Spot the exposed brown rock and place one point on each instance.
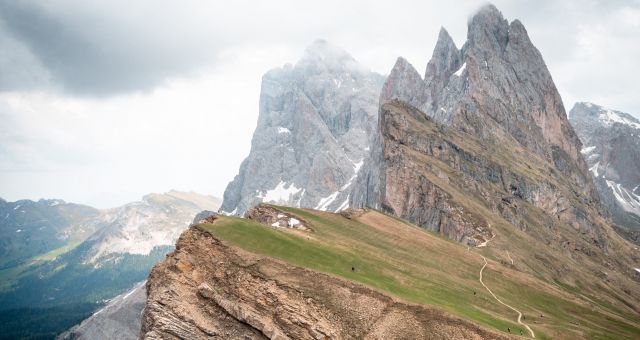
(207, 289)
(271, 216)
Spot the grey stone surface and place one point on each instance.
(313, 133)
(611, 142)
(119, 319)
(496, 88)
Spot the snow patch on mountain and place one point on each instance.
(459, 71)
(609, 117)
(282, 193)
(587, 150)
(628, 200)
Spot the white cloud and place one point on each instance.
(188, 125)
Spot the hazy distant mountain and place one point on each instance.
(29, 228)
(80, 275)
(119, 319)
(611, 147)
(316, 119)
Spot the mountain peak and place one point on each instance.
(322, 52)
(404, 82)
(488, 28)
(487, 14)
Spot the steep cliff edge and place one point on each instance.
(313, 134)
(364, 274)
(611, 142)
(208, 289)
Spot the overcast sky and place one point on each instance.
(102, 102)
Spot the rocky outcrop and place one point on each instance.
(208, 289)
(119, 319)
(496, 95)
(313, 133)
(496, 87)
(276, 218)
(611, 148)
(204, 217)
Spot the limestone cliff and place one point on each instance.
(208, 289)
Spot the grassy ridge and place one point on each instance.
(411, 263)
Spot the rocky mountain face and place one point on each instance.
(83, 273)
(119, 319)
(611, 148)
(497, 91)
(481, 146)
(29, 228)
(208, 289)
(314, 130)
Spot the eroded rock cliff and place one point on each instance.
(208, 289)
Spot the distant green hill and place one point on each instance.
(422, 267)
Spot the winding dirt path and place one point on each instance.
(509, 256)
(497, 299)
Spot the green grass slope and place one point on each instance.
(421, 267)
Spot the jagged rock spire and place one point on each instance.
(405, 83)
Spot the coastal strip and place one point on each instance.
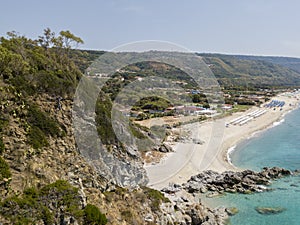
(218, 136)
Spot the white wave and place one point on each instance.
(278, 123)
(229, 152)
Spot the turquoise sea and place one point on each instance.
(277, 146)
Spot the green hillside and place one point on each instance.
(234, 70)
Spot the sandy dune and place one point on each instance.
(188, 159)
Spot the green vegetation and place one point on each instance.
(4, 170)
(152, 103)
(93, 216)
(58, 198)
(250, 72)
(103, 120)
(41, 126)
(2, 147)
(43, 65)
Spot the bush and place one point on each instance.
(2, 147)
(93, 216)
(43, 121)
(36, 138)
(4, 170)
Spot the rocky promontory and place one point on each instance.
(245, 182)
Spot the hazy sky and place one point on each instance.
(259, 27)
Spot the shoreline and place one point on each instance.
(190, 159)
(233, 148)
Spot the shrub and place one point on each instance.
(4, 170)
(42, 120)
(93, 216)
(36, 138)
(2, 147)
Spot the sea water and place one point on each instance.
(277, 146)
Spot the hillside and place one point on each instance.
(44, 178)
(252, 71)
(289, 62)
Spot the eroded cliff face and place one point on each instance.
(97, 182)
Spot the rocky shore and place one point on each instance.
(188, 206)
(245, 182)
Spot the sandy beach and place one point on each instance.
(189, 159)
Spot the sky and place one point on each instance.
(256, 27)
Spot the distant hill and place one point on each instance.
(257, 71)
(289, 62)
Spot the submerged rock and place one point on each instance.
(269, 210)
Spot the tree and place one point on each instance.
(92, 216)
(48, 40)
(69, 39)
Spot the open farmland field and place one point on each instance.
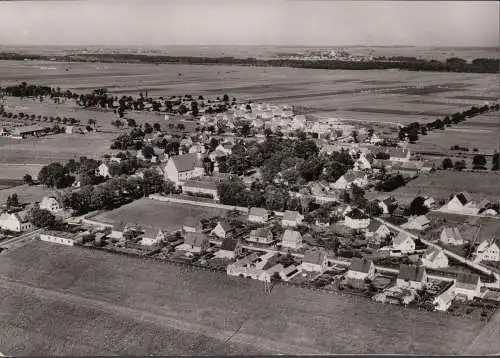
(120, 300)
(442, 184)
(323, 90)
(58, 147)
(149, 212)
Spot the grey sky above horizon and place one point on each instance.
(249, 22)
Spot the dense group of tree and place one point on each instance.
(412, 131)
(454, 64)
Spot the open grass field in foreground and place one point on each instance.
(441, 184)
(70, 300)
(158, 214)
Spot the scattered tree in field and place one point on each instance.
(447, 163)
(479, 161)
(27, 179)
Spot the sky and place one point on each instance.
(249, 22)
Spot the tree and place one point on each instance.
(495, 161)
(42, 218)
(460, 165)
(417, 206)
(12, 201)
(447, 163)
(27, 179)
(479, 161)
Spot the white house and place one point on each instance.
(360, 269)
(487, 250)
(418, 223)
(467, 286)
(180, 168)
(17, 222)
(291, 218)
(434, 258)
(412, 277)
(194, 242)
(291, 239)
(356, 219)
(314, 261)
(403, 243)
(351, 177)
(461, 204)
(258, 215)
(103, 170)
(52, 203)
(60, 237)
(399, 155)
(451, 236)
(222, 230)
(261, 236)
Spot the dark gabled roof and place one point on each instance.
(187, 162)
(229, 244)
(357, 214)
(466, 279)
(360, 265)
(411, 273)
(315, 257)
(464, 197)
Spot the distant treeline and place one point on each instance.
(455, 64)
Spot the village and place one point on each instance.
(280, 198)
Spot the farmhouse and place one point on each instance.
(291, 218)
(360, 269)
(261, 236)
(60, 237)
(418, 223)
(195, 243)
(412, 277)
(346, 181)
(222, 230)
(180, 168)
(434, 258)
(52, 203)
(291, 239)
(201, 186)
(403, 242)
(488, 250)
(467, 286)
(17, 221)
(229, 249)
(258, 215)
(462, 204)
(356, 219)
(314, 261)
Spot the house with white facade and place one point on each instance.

________________________________________

Work instruction: Except for the pictures, copy the material above exactly.

Your solution:
Spot the exposed brown rock and place one point on each instance.
(207, 289)
(271, 216)
Spot the grey stone surface and place one point on each instance.
(313, 133)
(611, 142)
(119, 319)
(496, 88)
Spot the snow patch on mountain and place one point on each instance.
(459, 71)
(609, 117)
(282, 193)
(587, 150)
(628, 200)
Spot the white cloud and place one point on each instance.
(188, 125)
Spot the hazy distant mountain and place one point on each instance.
(29, 228)
(80, 275)
(119, 319)
(611, 147)
(316, 119)
Spot the mountain peak and place one point on each instance.
(322, 52)
(404, 82)
(488, 28)
(487, 14)
Spot the steep cliff edge and place one point on each instance.
(313, 134)
(364, 274)
(611, 142)
(208, 289)
Spot the overcast sky and place one point on each instance.
(102, 102)
Spot the rocky outcrop and place one point on each instance.
(208, 289)
(119, 319)
(496, 95)
(313, 133)
(496, 87)
(276, 218)
(611, 148)
(204, 217)
Spot the limestone cliff and place one point on each instance.
(208, 289)
Spot the grassy ridge and place one point on each instance.
(411, 263)
Spot the rocky mountain face and place one point on each instance.
(83, 273)
(119, 319)
(611, 148)
(497, 91)
(481, 146)
(29, 228)
(208, 289)
(314, 130)
Spot the eroded rock cliff and place one point on each instance.
(208, 289)
Spot the distant green hill and place one point on each instance.
(422, 267)
Spot the winding dirt path and place one point on each instance.
(509, 256)
(497, 299)
Spot the green grass slope and place one point on each instance.
(421, 267)
Spot the jagged rock spire and place one point on each instance.
(405, 83)
Spot the coastal strip and place one point on each instance.
(218, 136)
Spot the white wave and place one point on each instance.
(278, 123)
(229, 152)
Spot the turquoise sea and place one point on each instance.
(277, 146)
Spot the green hillside and place one point on each instance.
(234, 70)
Spot the sandy dune and place one point on each instance.
(188, 159)
Spot the green vegetation and place one point on each instance.
(4, 170)
(152, 103)
(93, 216)
(58, 198)
(250, 72)
(103, 120)
(41, 126)
(2, 147)
(43, 65)
Spot the bush and place one point on each instance.
(2, 147)
(93, 216)
(43, 121)
(36, 138)
(4, 170)
Spot the rocky promontory and place one point on each instance.
(245, 182)
Spot the hazy sky and place one point on each instance.
(259, 27)
Spot the shoreline and place one point on each instance.
(190, 159)
(233, 148)
Spot the shrub and place one point on each instance.
(4, 170)
(42, 120)
(93, 216)
(36, 138)
(2, 147)
Spot the sea water and place one point on each instance.
(277, 146)
Spot the hillside and place one point on each instance.
(44, 178)
(252, 71)
(289, 62)
Spot the eroded cliff face and place one point on each instance.
(97, 182)
Spot the rocky shore and place one point on each instance.
(188, 206)
(245, 182)
Spot the sandy beach and place one point on each instance.
(189, 159)
Spot the sky and place one point on each instance.
(256, 27)
Spot the distant hill and place one point on each instance.
(257, 71)
(289, 62)
Spot the submerged rock and place one point on each instance.
(269, 210)
Spot the tree and place one point on each instance.
(92, 216)
(48, 40)
(69, 39)
Spot the open farmland field and place one point on each instance.
(120, 300)
(442, 184)
(323, 90)
(58, 147)
(149, 212)
Spot the grey sky above horizon and place one point on each instance.
(249, 22)
Spot the dense group of tree and place one point on each instance.
(412, 131)
(454, 64)
Spot the open grass field in foreground and place one point on each instance.
(441, 184)
(70, 300)
(158, 214)
Spot the scattered tree in field and place one point on each instance.
(447, 163)
(479, 161)
(27, 179)
Spot the sky and place one point on each instance.
(249, 22)
Spot the tree and place one point on each instance.
(495, 161)
(42, 218)
(460, 165)
(417, 206)
(12, 201)
(447, 163)
(27, 179)
(479, 161)
Spot the white house and place one point on each instance.
(360, 269)
(487, 250)
(418, 223)
(467, 286)
(180, 168)
(17, 222)
(291, 218)
(434, 258)
(412, 277)
(194, 242)
(291, 239)
(356, 219)
(314, 261)
(403, 243)
(351, 177)
(461, 204)
(258, 215)
(103, 170)
(52, 203)
(60, 237)
(399, 155)
(451, 236)
(222, 230)
(261, 236)
Spot the dark gabled roof and place one point on each instance.
(187, 162)
(229, 244)
(357, 214)
(466, 279)
(360, 265)
(411, 273)
(315, 257)
(464, 197)
Spot the distant treeline and place one point on each instance.
(455, 64)
Spot the village and place one point on each instance.
(280, 198)
Spot the farmhouse and place one point on each instance.
(291, 218)
(360, 269)
(261, 236)
(60, 237)
(418, 223)
(195, 243)
(412, 277)
(346, 181)
(222, 230)
(180, 168)
(434, 258)
(52, 203)
(291, 239)
(201, 186)
(403, 242)
(488, 250)
(467, 286)
(17, 221)
(229, 249)
(258, 215)
(462, 204)
(356, 219)
(314, 261)
Spot the house with white facade and place one point on each instance.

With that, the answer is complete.